The task:
Starting with the line that contains "field and record integer pixel coordinates." and stopping after the line that contains "muzzle and record integer pixel coordinates.", return each line below exactly as written, with no others.

Source material:
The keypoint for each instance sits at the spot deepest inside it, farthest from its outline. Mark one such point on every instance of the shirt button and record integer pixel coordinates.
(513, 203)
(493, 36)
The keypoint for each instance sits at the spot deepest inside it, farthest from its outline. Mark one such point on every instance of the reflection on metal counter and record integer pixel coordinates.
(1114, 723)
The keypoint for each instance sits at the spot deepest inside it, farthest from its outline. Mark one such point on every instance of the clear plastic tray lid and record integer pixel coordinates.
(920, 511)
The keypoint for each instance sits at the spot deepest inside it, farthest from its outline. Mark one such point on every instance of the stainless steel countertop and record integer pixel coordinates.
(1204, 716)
==
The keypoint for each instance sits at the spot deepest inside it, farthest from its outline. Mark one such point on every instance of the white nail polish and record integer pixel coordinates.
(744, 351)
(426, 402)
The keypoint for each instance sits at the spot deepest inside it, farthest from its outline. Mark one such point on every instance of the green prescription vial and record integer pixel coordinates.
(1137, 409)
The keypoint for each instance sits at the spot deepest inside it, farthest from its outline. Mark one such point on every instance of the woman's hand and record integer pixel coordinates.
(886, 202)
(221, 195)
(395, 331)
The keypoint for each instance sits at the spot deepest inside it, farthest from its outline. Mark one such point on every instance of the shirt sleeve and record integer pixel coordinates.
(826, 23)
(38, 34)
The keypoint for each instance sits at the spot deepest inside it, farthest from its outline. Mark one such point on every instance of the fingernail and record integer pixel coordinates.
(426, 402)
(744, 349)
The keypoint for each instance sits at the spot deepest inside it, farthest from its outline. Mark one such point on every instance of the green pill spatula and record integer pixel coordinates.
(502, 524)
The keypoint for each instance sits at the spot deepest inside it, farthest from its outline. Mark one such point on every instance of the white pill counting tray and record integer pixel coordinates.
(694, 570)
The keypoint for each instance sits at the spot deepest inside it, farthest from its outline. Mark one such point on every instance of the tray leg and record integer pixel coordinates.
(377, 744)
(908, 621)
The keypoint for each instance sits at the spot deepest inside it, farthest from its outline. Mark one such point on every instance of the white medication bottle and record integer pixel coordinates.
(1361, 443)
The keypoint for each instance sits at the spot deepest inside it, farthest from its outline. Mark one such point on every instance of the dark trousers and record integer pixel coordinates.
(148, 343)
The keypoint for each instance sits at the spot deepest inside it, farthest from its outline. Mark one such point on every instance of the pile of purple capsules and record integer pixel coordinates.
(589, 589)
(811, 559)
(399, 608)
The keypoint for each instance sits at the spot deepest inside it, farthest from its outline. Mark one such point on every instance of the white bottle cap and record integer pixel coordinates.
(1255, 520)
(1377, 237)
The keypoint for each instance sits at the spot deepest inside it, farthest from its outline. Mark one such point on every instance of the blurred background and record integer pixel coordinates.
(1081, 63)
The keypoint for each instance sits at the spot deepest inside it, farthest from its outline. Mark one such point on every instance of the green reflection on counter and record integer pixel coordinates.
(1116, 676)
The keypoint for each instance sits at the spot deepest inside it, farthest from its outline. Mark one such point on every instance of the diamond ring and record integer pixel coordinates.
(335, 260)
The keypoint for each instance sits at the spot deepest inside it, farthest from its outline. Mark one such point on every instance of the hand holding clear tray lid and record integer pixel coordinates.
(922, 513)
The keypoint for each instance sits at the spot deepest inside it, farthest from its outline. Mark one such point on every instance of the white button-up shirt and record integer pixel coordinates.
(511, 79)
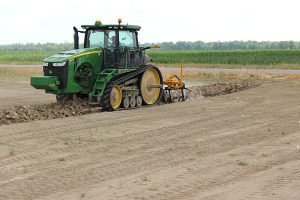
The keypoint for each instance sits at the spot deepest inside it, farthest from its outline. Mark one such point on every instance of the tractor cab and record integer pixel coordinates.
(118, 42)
...
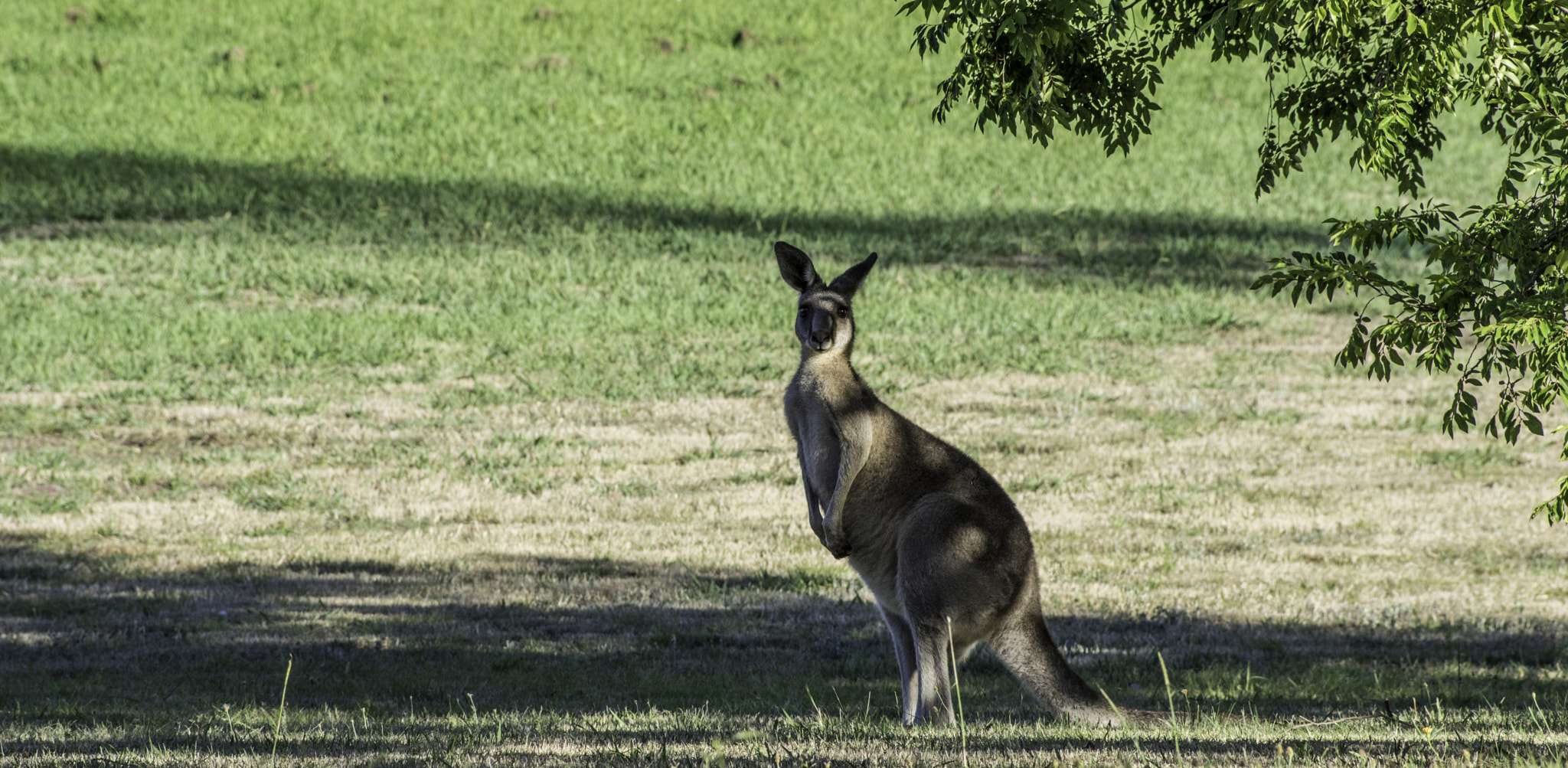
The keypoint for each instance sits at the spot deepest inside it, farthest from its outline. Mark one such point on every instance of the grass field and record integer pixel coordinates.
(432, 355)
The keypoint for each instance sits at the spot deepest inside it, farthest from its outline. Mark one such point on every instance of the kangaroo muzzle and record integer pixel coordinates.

Output below:
The keypoint for each instance sits at the spot deepest inside it, farthest from its outline. Mark one such point on every instance of the grass field and record integer pixel coordinates.
(432, 355)
The keypoint for each instance sits at the spot deepest inside it, farthest from its outline. Mark one such point on every instance of the kangaroo muzzle and record integer pixel coordinates.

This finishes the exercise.